◆ Work instructions:
A – In the text about catching up on the Divinity series, after which act did the writer stop playing Beyond Divinity?
B – Resume the text about catching up on the Divinity series, starting right after its last sentence.

◆ Document excerpt:
◇ ◇ ◇

So with all of this fame and adoration, I really wanted to see what all the fuss was about for myself. Join in on the Original Sin 2 fun and all that, but there was one problem; I'd never played a Divinity game in my life. Now if you're a normal person this isn't really a problem at all, because you'll just throw yourself into the game and expect to pick up the relevant context and world as you go along, but I've never worked like that. I need to know context, I thirst for context, and if your series has a rich backlog of games and stories that led up to this one, it feels like my duty to familiarise myself so that I can fully appreciate the journey this franchise has gone through. It was the same loop of 'buy the entire series and work my way up' that I went through when I got a passing interest in 'Splinter Cell: Blacklist' a while back, and I simply loved that summer of Stealth military action experiences. (Apart from Double Agent. Screw Double Agent.) I figured I'd just do that again. I put that plan into action about three years ago.
Turns out that there's quite a lot of Divinity Games, don't you know, and they go back a very long way. In fact, this was a very long laid out series of Role Playing games (mostly) leading all the way back to 2002, and I would be catching up on all of that history as quickly as possible, whilst taking the time to appreciate the games as I went, of course. So what was my journey like? Well these aren't full blown reviews or anything but it went something like this; Divine Divinity (2002) was a beautiful little old-school RPG gem that surprised me at how fun it was even in the modern age. Beyond Divinity (2004) was an ugly and garish follow-up which focused on all the wrong aspects of the series and turned me off so much that I actually quit playing after Act 1. Divinity 2 (2009) was a deeply average, through charming, jump to third person action adventure RPG; fun enough to play through once but lacking depth and story quality. 'Flames of Vengeance' (2010) was the second part of Divinity 2 and was a surprisingly marked improvement in every way despite only being a year's work; it wasn't enough to make that game amazing, but the series' signature jokes were at least landing the majority of the time now. (Beyond Divinity's 'humour' was gut-wrenchingly bad) And Divinity Dragon Commander (2013) is a real-time tactics game and I really don't feel comfortable enough in that genre to give a full assessment. I will say that I liked the game, and all the 'kingdom management' and 'personal relationships' stuff you're asked to do between fights was great. (The fights themselves just got frustrating by the end.)

◇ ◇ ◇

◆ Recorded information:

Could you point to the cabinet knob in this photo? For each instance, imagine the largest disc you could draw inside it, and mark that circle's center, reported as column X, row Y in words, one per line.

◇ ◇ ◇

◆ Expected responses:
A – Act 1

B –
Which brings me to 'Divinity: Original Sin', the topic of this blog and end of my Journey to Divinity Original Sin 2. I honestly didn't know what to expect, apart from that this had some how spawned a sequel which many people lauded as a modern classic, so I couldn't have been a total disaster, right? What I ended up discovering just before starting to try and play it was the world of CRPGs which sort of drew me down a rabbit hole and away from the Divinity Series for a bit. I played and loved Tyranny and Pillars of Eternity, grew an eye for games that took classic sensibilities with a modern eye for storytelling, and only with that experience came back around for Original Sin 1. But now I've finally come full circle and Original Sin is behind me. It feels like the zenith of a great entertainment journey as I've watched Larian grow in size and talent throughout the years, all to reach their greatest triumph. (You know, before Baldur's Gate 3 which is shaping up to be the gold-standard for CRPGs going forward)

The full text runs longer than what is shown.